* EXERCISE AIM
The expected output is each line below containing "instance", copied in full.

* Records from a collection
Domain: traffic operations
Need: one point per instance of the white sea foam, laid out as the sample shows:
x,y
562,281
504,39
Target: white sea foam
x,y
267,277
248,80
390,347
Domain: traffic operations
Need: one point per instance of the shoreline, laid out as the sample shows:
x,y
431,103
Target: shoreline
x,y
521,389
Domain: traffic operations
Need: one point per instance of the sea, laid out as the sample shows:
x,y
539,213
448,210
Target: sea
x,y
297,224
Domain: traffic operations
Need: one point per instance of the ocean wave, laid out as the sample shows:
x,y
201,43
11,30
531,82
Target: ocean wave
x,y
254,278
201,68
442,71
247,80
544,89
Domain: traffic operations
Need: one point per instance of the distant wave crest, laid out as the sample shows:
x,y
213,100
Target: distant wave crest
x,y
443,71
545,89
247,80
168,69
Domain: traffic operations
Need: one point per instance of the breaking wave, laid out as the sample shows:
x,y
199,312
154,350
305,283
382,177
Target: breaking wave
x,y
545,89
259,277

==

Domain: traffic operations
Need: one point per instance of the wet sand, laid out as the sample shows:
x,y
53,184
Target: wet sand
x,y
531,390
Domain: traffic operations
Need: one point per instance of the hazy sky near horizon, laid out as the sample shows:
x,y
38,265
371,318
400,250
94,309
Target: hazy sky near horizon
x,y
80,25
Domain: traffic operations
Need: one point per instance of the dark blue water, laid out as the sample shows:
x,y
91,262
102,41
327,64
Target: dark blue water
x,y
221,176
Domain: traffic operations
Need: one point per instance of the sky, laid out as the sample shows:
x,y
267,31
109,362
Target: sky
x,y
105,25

* RESPONSE TO THE EXERCISE
Need: one point per instance of the white sea foam, laid out as the sample shows:
Need: one point per instance of the shoreline, laid out as the sample shows:
Need: one point per instance of the sea, laid out as the sample shows:
Need: one point per instance of the ocean wave, laid out as the sample shows:
Need: one point per instance of the distant wave crest, laid out as the sample shows:
Need: one point per instance of the breaking wave, laid out as the sample shows:
Need: one point per instance of the wet sand, laid out as the sample shows:
Need: one point per instance of the hazy sky near horizon, laid out as the sample shows:
Need: one point per instance of the dark blue water, laid out as the sample shows:
Need: one point per instance of the sky, laid out as the sample shows:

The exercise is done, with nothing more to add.